### Source excerpt ###

Can you use devm_platform_get_and_ioremap_resource() to avoid calling
both platform_get_resource() and ioremap() explicitly? I think the devm_
handling there also means you don't need to worry about the iounmap(),
which seems to be missing here anyway.

> +
> +	if (of_property_read_u32(dev->dev.of_node, "clock-frequency",
> +				 &stall_detect_clock))
> +		stall_detect_clock = DEFAULT_CLOCK_HZ;
> +
> +	if (of_property_read_u32(dev->dev.of_node, "timeout-sec",
> +				 &stall_detect_timeout_sec))
> +		stall_detect_timeout_sec = DEFAULT_TIMEOT_SEC;
> +
> +	for_each_cpu_and(cpu, cpu_online_mask, &watchdog_cpumask) {

What prevents CPUs from coming up and down during this loop?

I also don't think we should be using 'watchdog_cpumask' here -- that's
part of the watchdog core; instead we should either take the mask in the
DT description or rely on the device exposing an interface for every CPU
in the system.

> +		struct vm_stall_detect_s *cpu_stall_detect;
> +
> +		cpu_stall_detect = per_cpu_ptr(vm_stall_detect, cpu);
> +		cpu_stall_detect->membase = membase + cpu * REG_LEN;
> +		cpu_stall_detect->clock_freq = stall_detect_clock;
> +		cpu_stall_detect->expiration_sec = stall_detect_timeout_sec;
> +
> +		/* Pet the stall detector at half of its expiration timeout
> +		 * to prevent spurios resets.

typo: spurious

> +		 */
> +		cpu_stall_detect->ping_timeout_ms = stall_detect_timeout_sec *
> +			MSEC_PER_SEC / 2;

All of these fields are the same for each core apart from the membase,
which a CPU can compute locally using its smp_processor_id() so I don't
think you need to include these in the per-cpu structure. It would be
simpler if you tracked these invariants in a separate structure (either
a global static structure or indirected by a per-cpu pointer).

Then the only thing left for the per-cpu structure would be the hrtimer.

###

▶ **Exercise directions**:
In the code review excerpt, which function does the reviewer suggest using instead of calling both platform_get_resource() and ioremap() explicitly?

### Given information ###

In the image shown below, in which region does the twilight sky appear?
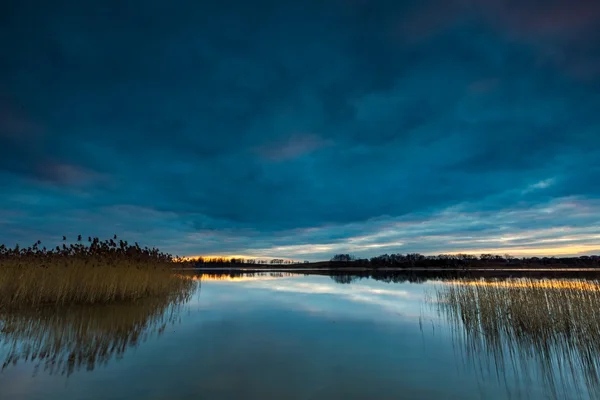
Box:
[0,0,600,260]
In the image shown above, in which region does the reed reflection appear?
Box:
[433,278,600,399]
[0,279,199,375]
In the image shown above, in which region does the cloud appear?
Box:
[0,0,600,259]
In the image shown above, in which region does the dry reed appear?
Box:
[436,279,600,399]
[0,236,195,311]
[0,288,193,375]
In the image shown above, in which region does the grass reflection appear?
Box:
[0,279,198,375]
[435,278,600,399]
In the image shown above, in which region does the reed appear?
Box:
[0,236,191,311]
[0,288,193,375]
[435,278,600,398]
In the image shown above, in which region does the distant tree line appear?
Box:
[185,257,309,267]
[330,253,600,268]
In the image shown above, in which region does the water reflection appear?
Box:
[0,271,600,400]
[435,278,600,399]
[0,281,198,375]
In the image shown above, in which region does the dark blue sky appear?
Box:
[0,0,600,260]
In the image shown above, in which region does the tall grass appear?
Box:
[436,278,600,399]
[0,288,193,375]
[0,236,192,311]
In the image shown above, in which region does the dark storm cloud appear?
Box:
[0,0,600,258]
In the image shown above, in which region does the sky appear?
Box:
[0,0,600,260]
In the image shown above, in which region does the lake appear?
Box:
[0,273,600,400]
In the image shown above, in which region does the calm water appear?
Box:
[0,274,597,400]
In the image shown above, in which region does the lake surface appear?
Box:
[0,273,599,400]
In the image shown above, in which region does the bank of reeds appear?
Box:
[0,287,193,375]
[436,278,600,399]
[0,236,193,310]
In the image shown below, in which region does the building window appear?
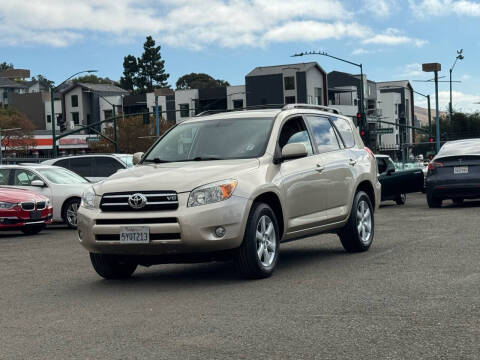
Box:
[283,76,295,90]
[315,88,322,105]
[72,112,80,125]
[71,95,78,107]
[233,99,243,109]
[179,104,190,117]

###

▶ **Reply to the task**:
devm_platform_get_and_ioremap_resource()